**What needs to be done:**
Please copy the lines below word for word, from the line containing "Target: **leafy tree**" to the line containing "327 89 L 335", both included.

——————

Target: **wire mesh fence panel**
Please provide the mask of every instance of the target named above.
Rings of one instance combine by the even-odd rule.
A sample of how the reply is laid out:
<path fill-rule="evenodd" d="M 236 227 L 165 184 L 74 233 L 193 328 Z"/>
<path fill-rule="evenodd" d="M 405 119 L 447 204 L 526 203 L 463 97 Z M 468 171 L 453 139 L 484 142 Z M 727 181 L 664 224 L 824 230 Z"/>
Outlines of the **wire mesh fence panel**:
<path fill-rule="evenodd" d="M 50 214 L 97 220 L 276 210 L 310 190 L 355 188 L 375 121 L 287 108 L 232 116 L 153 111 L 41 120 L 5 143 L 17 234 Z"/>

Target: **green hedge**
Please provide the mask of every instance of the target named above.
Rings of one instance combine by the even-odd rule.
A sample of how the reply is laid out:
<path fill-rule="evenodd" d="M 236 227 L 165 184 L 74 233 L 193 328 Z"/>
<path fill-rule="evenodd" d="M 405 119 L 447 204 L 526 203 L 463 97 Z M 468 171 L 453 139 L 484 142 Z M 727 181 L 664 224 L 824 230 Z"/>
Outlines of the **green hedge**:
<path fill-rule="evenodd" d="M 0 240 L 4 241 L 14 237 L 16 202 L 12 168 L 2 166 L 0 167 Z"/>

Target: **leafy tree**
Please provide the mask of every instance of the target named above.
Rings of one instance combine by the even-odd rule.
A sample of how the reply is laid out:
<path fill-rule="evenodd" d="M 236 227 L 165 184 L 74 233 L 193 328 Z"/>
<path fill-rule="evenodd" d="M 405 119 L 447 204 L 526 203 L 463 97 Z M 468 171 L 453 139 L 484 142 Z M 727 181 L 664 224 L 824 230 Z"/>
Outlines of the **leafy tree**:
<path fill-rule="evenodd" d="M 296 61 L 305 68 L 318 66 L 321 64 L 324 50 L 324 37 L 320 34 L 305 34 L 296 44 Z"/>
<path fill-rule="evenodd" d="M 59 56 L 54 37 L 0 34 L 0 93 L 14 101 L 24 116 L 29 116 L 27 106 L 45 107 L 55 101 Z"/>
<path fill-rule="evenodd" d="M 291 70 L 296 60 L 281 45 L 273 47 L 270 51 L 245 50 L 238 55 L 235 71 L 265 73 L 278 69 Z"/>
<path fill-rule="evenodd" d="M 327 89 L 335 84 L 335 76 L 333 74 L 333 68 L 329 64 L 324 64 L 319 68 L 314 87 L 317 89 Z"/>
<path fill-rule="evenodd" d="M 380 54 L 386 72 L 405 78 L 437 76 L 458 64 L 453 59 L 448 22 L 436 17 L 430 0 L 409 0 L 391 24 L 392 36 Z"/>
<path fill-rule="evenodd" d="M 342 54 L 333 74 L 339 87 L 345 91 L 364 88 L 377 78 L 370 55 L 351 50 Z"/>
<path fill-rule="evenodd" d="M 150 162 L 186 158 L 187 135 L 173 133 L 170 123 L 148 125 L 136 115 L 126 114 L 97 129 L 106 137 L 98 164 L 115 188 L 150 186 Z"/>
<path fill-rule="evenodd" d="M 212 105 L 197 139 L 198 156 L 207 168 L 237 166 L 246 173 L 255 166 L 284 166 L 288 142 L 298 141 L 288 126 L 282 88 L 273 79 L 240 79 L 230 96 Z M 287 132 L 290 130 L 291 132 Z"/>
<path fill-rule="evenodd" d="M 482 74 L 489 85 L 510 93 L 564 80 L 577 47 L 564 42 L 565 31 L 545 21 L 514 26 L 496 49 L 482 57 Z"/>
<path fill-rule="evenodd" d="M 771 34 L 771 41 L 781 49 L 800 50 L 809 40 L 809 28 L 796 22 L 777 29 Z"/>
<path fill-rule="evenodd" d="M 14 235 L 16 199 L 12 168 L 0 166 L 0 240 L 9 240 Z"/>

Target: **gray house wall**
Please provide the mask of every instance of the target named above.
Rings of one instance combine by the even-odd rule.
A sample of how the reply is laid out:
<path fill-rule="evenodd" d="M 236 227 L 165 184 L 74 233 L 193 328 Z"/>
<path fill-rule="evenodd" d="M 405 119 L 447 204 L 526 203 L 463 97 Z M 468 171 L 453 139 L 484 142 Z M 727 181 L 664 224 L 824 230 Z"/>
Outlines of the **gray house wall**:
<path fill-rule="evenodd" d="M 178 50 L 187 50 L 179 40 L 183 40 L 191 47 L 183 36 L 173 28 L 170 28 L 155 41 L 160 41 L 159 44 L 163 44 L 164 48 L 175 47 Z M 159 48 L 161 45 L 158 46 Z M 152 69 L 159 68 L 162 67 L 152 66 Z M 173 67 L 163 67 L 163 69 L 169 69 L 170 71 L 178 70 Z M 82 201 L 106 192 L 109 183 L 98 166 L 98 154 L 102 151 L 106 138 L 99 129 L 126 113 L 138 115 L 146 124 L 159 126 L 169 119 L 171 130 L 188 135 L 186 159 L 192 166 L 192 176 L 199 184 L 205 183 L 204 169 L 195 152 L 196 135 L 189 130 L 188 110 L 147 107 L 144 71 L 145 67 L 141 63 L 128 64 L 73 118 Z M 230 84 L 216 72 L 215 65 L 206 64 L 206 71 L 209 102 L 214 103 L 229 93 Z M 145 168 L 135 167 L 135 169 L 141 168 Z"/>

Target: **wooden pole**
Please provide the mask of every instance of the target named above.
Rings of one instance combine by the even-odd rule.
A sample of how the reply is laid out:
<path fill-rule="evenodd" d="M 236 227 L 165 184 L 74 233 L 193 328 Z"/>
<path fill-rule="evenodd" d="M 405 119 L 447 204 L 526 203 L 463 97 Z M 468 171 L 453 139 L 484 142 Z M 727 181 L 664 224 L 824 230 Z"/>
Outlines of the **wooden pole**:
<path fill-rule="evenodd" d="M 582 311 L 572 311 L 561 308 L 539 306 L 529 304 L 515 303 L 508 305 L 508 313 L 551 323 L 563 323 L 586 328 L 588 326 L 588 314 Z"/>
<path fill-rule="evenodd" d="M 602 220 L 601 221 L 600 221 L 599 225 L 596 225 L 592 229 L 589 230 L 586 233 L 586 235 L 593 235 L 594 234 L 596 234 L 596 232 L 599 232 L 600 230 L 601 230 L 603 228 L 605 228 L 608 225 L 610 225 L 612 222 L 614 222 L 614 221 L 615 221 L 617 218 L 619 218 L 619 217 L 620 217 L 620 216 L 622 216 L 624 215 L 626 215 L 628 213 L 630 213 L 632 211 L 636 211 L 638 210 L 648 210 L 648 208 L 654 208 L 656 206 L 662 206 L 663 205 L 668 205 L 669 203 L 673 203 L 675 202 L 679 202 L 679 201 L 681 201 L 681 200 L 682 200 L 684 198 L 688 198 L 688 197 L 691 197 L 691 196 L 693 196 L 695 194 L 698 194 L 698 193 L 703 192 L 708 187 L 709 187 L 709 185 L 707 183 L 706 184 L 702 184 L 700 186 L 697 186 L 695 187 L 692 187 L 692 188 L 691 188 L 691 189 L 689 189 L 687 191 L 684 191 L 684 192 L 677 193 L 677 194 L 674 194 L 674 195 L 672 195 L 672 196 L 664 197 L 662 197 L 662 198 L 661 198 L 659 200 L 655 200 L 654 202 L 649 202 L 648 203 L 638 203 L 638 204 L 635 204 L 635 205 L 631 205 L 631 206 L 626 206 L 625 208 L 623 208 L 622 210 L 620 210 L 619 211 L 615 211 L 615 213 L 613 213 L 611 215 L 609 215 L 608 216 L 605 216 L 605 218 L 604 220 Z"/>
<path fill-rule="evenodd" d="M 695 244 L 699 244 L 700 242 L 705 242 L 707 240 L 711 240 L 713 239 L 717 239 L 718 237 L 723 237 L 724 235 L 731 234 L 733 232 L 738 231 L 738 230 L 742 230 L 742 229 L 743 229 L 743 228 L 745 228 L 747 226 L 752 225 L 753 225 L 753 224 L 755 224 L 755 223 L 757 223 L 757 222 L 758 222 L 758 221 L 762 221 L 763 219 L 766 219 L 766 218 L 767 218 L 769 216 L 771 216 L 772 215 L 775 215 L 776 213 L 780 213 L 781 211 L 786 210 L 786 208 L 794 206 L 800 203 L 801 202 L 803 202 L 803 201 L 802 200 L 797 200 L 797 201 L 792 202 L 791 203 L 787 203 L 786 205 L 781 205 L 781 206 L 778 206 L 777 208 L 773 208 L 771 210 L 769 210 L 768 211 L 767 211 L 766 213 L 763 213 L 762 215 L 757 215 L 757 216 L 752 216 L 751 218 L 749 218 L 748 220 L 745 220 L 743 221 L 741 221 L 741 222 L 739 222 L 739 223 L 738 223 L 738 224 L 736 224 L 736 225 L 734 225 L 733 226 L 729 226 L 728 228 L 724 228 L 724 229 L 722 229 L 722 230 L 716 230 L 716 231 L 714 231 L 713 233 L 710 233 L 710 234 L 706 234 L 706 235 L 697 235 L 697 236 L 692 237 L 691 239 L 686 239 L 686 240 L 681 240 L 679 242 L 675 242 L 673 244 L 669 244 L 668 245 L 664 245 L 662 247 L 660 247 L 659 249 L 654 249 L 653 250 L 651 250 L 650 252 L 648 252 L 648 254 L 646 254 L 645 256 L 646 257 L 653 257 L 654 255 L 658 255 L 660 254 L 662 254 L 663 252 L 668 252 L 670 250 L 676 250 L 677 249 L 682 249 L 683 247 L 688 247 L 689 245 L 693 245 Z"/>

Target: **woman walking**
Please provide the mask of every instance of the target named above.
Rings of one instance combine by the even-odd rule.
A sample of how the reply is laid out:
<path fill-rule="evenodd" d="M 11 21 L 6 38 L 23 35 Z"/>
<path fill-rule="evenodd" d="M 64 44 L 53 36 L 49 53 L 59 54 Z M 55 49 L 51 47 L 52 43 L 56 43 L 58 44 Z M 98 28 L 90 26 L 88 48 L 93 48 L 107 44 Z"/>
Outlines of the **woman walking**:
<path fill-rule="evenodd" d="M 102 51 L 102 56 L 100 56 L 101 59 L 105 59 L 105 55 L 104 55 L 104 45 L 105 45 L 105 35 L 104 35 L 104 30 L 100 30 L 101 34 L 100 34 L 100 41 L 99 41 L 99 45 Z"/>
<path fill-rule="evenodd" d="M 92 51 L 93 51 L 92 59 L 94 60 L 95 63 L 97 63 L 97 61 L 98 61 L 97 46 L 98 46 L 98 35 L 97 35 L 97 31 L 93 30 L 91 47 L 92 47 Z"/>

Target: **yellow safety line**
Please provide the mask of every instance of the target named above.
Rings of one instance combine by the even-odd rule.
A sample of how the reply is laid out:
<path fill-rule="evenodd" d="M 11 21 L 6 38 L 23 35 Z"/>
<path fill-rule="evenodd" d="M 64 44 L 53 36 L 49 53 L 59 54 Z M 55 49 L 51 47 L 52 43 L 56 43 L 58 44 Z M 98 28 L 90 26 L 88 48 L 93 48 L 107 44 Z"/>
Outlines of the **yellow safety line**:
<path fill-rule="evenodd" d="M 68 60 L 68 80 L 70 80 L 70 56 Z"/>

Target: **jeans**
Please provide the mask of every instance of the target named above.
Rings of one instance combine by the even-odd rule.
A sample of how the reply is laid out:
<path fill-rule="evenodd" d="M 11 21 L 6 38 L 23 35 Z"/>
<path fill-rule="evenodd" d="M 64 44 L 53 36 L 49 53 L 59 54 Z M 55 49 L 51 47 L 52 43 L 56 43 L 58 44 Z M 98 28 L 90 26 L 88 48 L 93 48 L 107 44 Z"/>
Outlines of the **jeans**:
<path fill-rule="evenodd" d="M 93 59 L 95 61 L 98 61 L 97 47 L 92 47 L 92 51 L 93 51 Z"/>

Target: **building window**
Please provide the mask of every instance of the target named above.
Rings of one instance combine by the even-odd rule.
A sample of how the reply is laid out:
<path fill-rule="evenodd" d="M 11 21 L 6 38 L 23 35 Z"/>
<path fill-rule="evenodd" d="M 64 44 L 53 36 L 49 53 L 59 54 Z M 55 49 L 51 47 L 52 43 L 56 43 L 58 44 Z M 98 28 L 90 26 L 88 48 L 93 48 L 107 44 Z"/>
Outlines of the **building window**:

——————

**Solution to this task:**
Target: **leafy tree**
Please provide the mask of every instance of the target named above.
Rings of one instance combine by the even-odd rule.
A sample of how the reply is laid out:
<path fill-rule="evenodd" d="M 236 227 L 165 184 L 74 233 L 193 328 Z"/>
<path fill-rule="evenodd" d="M 405 119 L 447 204 L 526 203 L 463 97 Z M 468 171 L 453 139 L 484 142 Z M 727 181 L 664 224 L 824 230 Z"/>
Outlines of the **leafy tree**:
<path fill-rule="evenodd" d="M 296 61 L 305 68 L 318 66 L 321 64 L 324 50 L 324 37 L 320 34 L 305 34 L 296 44 Z"/>
<path fill-rule="evenodd" d="M 59 56 L 54 37 L 0 34 L 0 93 L 14 101 L 24 116 L 29 116 L 27 106 L 45 107 L 55 101 Z"/>
<path fill-rule="evenodd" d="M 291 70 L 296 60 L 281 45 L 273 47 L 270 51 L 245 50 L 238 55 L 235 71 L 265 73 L 278 69 Z"/>
<path fill-rule="evenodd" d="M 327 89 L 335 84 L 335 76 L 333 74 L 333 68 L 329 64 L 324 64 L 319 68 L 314 87 L 317 89 Z"/>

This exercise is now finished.